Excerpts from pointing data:
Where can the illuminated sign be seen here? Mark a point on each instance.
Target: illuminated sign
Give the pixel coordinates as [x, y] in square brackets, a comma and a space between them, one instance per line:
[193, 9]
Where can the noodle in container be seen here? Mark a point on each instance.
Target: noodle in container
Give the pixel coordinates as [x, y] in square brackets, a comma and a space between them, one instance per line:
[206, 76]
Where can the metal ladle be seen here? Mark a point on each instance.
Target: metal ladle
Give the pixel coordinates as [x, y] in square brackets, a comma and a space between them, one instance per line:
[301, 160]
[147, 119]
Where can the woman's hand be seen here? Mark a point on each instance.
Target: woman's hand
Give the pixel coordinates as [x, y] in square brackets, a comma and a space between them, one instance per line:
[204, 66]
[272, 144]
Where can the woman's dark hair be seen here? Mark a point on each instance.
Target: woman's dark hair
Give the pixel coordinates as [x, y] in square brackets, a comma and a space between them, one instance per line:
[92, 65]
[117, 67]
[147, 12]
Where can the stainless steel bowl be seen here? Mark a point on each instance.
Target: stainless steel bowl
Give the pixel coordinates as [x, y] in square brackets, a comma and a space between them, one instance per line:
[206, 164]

## Directive
Rewrite all of the lines above, swapping each occurrence of "Mark a point on each instance" for "Place a point on every instance" and keeping everything else unchanged.

## Solution to the problem
Where can the illuminated sign be seen here? Place a point on every instance.
Target: illuminated sign
Give the pixel coordinates as [x, y] in square brackets, a comma and a space between them, one instance per line:
[193, 9]
Where can the noodle in container be seen here? Place a point on every instance.
Target: noodle in container
Give the pixel coordinates as [x, y] in square brackets, a comma and a space between them, one instance per line:
[206, 76]
Where can the metal ladle be seen here? Place a point on every instance.
Target: metal ladle
Give the pixel coordinates as [x, y] in square brackets, a comma and a space between them, one instance per line:
[301, 160]
[147, 119]
Where can the woman's hand be seen here? Place a point on every instance.
Target: woman's hand
Give the pixel coordinates as [x, y] in square brackets, a comma and a space between them, one instance per line:
[204, 66]
[272, 144]
Where can the woman's dark hair be seen here? Place a point on every instance.
Target: woman's dark hair
Give the pixel coordinates as [x, y] in square brackets, a comma and a space between them, one instance per line:
[92, 65]
[117, 67]
[147, 12]
Where can the stainless steel bowl be seen here? Place a point on every instance.
Target: stainless steel bowl
Give the pixel coordinates as [x, y] in square brackets, a comma and a space between them, one instance per line:
[206, 164]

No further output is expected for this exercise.